*** INPUT MATERIAL Section Begins ***

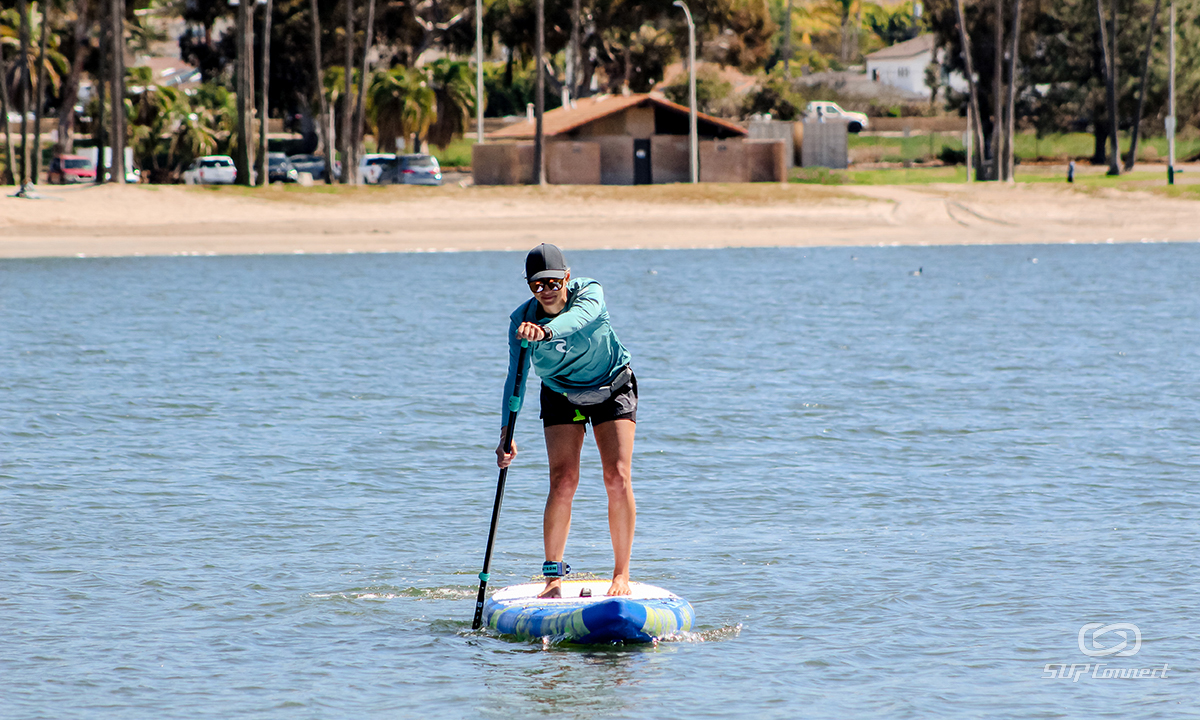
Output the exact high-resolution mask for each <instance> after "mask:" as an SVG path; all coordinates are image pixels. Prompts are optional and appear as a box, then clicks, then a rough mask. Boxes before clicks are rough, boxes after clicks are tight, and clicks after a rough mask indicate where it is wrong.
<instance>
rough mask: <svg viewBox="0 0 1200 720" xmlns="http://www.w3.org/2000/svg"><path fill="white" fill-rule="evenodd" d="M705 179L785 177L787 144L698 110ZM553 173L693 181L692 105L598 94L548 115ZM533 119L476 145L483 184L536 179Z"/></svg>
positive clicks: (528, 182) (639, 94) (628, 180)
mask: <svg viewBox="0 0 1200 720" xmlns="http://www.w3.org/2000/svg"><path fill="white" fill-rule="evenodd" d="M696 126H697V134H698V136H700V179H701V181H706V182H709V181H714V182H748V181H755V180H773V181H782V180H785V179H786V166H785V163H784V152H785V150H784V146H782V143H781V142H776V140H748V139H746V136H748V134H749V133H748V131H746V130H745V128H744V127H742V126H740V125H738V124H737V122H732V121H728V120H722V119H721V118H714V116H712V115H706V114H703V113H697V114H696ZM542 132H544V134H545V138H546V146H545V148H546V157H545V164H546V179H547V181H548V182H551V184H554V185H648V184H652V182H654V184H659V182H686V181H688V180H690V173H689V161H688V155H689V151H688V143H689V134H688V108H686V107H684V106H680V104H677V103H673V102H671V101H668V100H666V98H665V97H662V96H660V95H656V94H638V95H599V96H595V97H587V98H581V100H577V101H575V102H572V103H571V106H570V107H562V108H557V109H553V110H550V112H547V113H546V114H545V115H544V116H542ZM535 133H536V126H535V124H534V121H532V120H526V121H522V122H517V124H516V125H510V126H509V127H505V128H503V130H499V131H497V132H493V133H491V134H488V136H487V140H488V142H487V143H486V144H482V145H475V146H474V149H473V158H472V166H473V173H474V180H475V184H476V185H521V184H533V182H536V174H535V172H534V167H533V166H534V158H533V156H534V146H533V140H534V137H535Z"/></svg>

*** INPUT MATERIAL Section Ends ***
*** INPUT MATERIAL Section Begins ***

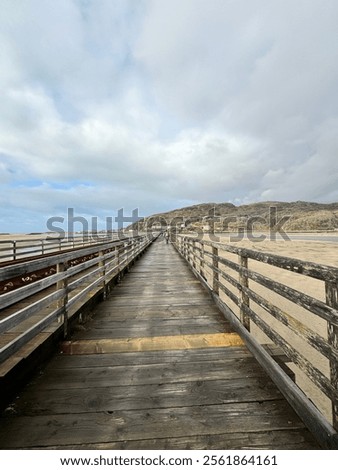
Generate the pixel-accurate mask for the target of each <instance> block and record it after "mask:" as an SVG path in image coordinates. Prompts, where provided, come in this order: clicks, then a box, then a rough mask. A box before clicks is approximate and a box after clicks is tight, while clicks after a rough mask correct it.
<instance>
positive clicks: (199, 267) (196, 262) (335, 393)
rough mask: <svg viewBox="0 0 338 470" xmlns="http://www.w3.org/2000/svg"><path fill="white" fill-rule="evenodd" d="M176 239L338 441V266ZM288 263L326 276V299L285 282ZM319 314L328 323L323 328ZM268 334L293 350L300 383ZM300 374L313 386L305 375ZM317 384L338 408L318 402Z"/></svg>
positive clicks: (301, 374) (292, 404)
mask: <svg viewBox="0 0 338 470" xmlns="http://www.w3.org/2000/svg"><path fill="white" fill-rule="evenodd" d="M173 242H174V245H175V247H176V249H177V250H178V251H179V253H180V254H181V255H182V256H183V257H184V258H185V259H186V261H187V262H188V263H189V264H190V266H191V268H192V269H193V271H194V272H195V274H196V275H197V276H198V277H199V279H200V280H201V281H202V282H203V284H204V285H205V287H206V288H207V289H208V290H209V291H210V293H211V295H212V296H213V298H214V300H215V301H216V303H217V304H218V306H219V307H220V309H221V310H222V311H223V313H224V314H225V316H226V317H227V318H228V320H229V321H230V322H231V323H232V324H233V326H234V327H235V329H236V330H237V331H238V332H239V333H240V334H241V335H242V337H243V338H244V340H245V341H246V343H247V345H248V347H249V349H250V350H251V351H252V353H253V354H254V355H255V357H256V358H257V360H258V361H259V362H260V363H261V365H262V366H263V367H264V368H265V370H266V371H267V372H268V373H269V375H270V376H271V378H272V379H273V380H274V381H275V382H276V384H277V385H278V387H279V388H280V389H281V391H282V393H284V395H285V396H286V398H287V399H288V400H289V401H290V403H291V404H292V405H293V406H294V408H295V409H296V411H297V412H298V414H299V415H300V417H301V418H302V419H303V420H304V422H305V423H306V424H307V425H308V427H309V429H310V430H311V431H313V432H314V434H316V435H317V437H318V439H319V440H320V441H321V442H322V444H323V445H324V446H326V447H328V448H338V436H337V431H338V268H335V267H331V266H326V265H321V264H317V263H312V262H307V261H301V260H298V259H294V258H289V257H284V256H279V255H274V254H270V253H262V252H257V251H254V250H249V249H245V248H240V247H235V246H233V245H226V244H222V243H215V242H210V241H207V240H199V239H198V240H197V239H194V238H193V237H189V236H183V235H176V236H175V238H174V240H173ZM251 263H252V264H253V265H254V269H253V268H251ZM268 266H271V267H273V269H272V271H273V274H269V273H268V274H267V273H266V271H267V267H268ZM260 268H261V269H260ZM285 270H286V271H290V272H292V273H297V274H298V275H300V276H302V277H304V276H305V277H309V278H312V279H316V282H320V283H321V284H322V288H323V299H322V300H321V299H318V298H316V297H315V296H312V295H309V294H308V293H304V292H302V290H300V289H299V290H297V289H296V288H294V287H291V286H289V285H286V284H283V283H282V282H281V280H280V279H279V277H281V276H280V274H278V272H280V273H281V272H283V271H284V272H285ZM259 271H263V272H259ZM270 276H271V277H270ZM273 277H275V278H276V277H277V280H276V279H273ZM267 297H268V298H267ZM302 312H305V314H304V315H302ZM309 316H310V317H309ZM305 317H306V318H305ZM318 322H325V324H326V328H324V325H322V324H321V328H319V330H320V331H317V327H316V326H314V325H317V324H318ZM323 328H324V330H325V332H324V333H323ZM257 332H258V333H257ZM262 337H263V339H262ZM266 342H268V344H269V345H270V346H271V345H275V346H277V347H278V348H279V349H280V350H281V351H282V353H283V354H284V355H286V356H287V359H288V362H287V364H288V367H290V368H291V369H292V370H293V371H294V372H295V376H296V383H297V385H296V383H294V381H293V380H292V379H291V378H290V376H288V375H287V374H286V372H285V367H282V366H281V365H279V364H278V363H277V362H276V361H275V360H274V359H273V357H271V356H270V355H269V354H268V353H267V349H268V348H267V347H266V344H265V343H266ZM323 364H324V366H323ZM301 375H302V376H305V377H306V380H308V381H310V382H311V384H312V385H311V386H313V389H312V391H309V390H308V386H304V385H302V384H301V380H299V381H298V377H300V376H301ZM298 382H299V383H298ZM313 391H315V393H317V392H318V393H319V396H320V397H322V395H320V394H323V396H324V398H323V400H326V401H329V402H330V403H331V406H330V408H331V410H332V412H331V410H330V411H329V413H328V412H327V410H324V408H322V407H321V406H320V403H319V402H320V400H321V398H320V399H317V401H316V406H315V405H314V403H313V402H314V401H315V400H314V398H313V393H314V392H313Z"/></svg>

*** INPUT MATERIAL Section Ends ***

Copy word for word the lines from the one with "Generate the pixel-accurate" up to and including the one with "positive clicks: (301, 374) (292, 404)".

▸ ANSWER SECTION
Generate the pixel-accurate mask for the target of each <instance> block and record it after "mask:" as an SVG path in image coordinates. Prompts, where provided, come in this order: clicks, then a box, then a rough mask. A box before clicks is approximate and a box after clicks is tight, while clicks after a rough mask correct it.
<instance>
positive clicks: (199, 267) (196, 262) (335, 393)
rough mask: <svg viewBox="0 0 338 470" xmlns="http://www.w3.org/2000/svg"><path fill="white" fill-rule="evenodd" d="M176 239L338 441V266ZM288 263L326 276V299L285 282ZM319 314L328 323L323 328ZM268 334L293 350L300 383ZM300 374L313 386L305 375ZM317 384L338 408L318 402Z"/></svg>
positive clicks: (301, 374) (292, 404)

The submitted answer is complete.